____ SELECTED TEXT

Johnson & Johnson to pay $230m in New York opioids case

US pharmaceutical giant agrees to pay up to $230m to settle claims it helped drive a deadly opioid epidemic.

UN Drugs report
This 2018 file photo shows an arrangement of prescription oxycodone pills in New York [File: Mark Lennihan/AP Photo]

United States pharmaceutical giant Johnson & Johnson has agreed to pay up to $230m to resolve claims the company helped drive an opioid crisis, the New York state attorney general said on Saturday.

Attorney General Letitia James said in a statement that “the opioid epidemic has wreaked havoc on countless communities across New York state and the rest of the nation, leaving millions still addicted to dangerous and deadly opioids.

“Johnson & Johnson helped fuel this fire, but today they’re committing to leaving the opioid business – not only in New York, but across the entire country. Opioids will no longer be manufactured or sold in the United States by J&J,” James said.

“We are also delivering up to $230 million to fund opioid prevention, treatment, and education efforts across New York state.”

The deal involves a lawsuit brought by James in 2019 and removes Johnson & Johnson from a trial that is slated to begin next week on Long Island.

It is part of a slew of litigation over an epidemic linked to nearly 500,000 deaths during the last twenty years.

“So effectively, by paying the settlement money, [Johnson & Johnson] has removed itself from a trial that is utterly unprecedented in terms of its scope,” Al Jazeera’s Mike Hanna reported from Washington, DC. Hanna added that the upcoming trial will be by jury – something that has “never happened before in this type of case”.

In its own statement on Saturday, Johnson & Johnson downplayed the attorney general’s announcement. It said the settlement involved two prescription painkillers – developed by a subsidiary and accounting for less than 1 percent of the market – that are already no longer sold in the US.

The settlement was “not an admission of liability or wrongdoing by the company”, Johnson & Johnson said. It added that its actions “relating to the marketing and promotion of important prescription pain medications were appropriate and responsible”.

The company also said the settlements were consistent with its prior agreement to pay $5bn to settle opioid claims by states, cities, counties and tribal governments nationwide.

The healthcare company and the largest US drug distributors – AmerisourceBergen Corp, Cardinal Health Inc and McKesson Corp – have proposed paying a combined $26bn to end thousands of opioid lawsuits.

Tuesday’s opioids trial is one of several scheduled for this year, with others under way in California and West Virginia.

West Virginia has the nation’s highest fatal opioid overdose rate. Overdoses have surged since the early 2000s, when producers of prescription drugs like oxycodone and hydrocodone ramped up sales through pharmacies and doctors with few controls.

The US Centers for Disease Control and Prevention has said nearly 500,000 people died from opioid overdoses from 1999 to 2019.

________
____ DATA EXTRACT

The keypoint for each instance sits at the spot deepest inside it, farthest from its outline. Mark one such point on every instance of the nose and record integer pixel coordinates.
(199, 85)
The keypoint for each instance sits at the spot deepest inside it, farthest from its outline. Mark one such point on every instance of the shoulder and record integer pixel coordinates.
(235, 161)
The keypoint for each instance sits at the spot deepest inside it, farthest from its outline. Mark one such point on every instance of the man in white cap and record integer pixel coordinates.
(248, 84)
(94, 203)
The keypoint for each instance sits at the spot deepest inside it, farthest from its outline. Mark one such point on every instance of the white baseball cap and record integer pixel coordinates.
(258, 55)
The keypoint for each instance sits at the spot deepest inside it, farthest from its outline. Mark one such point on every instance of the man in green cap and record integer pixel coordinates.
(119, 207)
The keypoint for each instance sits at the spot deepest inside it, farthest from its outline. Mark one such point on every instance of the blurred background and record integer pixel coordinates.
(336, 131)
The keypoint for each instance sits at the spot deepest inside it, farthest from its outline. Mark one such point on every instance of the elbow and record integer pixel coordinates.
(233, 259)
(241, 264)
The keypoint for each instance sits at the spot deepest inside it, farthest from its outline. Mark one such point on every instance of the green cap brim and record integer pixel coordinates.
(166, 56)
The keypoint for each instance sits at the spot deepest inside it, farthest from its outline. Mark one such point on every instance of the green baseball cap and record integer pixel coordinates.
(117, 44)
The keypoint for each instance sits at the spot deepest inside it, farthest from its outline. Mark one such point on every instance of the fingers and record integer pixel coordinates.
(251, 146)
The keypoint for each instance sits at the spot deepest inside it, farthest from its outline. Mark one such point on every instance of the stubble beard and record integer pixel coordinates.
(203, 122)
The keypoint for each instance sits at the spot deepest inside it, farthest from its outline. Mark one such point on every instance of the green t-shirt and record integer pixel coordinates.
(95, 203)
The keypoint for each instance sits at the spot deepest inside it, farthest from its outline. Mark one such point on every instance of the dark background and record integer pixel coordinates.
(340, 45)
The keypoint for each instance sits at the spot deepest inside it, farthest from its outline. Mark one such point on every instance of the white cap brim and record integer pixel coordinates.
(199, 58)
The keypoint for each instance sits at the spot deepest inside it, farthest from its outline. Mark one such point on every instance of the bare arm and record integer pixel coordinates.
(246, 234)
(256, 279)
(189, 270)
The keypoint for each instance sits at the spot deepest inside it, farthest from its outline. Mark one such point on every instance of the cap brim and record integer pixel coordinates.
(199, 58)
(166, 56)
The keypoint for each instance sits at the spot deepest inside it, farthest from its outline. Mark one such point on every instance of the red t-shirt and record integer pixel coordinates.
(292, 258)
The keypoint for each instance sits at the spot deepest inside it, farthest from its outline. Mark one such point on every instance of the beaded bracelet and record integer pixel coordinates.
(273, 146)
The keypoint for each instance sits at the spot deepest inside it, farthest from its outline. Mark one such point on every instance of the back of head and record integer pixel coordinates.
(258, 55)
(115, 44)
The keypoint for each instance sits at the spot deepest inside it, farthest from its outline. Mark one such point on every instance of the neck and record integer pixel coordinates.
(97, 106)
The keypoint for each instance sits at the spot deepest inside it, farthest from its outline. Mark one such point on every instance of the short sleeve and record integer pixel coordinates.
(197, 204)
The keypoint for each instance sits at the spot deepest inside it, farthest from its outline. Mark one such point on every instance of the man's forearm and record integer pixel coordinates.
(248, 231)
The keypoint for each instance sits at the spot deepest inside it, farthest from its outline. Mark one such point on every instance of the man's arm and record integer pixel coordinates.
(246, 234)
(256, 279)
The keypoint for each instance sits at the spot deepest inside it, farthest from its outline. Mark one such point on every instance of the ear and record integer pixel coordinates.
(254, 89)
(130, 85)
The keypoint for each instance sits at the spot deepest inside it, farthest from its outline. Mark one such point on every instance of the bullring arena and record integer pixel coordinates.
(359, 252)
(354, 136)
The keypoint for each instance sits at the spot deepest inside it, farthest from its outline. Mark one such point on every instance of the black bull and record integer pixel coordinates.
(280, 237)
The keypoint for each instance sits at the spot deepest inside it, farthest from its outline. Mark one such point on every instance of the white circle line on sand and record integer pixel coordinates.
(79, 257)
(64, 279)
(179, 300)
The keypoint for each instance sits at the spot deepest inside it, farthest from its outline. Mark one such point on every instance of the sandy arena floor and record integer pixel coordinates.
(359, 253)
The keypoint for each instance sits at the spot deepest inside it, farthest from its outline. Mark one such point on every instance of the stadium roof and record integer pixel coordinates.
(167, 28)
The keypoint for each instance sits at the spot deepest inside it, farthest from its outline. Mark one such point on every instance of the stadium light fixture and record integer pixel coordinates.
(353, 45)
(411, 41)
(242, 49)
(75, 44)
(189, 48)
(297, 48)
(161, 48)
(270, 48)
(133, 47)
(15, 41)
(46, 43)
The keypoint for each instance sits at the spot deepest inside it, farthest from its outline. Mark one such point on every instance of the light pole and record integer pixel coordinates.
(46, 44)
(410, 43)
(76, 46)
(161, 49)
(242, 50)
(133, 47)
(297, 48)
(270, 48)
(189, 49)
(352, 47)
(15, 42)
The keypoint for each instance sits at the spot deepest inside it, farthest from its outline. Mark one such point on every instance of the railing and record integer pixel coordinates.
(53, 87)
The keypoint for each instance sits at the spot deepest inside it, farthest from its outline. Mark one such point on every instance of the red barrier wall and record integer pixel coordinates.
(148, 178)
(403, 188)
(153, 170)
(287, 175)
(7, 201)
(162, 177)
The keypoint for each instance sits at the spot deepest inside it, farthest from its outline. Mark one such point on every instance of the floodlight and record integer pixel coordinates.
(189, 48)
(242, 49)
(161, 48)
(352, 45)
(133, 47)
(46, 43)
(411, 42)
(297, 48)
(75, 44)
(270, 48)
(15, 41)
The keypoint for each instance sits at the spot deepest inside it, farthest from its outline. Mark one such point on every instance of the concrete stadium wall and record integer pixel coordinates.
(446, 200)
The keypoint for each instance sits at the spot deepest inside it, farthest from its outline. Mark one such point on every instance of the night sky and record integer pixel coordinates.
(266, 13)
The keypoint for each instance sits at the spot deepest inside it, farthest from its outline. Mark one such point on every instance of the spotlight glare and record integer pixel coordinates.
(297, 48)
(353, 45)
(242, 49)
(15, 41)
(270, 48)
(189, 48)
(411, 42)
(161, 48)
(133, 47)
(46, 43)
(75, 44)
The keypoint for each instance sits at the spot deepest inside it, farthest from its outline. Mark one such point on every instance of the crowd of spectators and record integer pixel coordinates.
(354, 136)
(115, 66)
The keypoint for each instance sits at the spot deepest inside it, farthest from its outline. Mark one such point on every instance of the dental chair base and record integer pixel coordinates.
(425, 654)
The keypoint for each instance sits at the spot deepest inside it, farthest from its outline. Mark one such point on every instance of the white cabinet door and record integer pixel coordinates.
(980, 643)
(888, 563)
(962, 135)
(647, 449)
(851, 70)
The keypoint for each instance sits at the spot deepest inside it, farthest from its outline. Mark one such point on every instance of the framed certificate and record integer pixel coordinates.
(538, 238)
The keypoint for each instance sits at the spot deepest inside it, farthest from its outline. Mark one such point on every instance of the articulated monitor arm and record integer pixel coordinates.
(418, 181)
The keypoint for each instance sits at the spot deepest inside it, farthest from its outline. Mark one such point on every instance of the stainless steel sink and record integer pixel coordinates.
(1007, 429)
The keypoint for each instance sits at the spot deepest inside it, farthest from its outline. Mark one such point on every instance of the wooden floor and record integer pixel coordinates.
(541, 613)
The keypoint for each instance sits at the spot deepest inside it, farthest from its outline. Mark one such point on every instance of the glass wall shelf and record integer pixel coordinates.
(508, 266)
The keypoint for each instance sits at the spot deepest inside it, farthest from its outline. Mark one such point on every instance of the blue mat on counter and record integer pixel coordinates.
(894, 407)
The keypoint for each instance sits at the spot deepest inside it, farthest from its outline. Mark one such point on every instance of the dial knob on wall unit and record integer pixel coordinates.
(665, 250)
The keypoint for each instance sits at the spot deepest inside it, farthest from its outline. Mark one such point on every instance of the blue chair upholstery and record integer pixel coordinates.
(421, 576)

________

## WHAT TO DO
Translate this sentence from the opioid settlement article into Spanish: "The US Centers for Disease Control and Prevention has said nearly 500,000 people died from opioid overdoses from 1999 to 2019."

## TASK SOLUTION
Los Centros para el Control y la Prevención de Enfermedades de EE. UU. han afirmado que casi 500.000 personas murieron por sobredosis de opioides entre 1999 y 2019.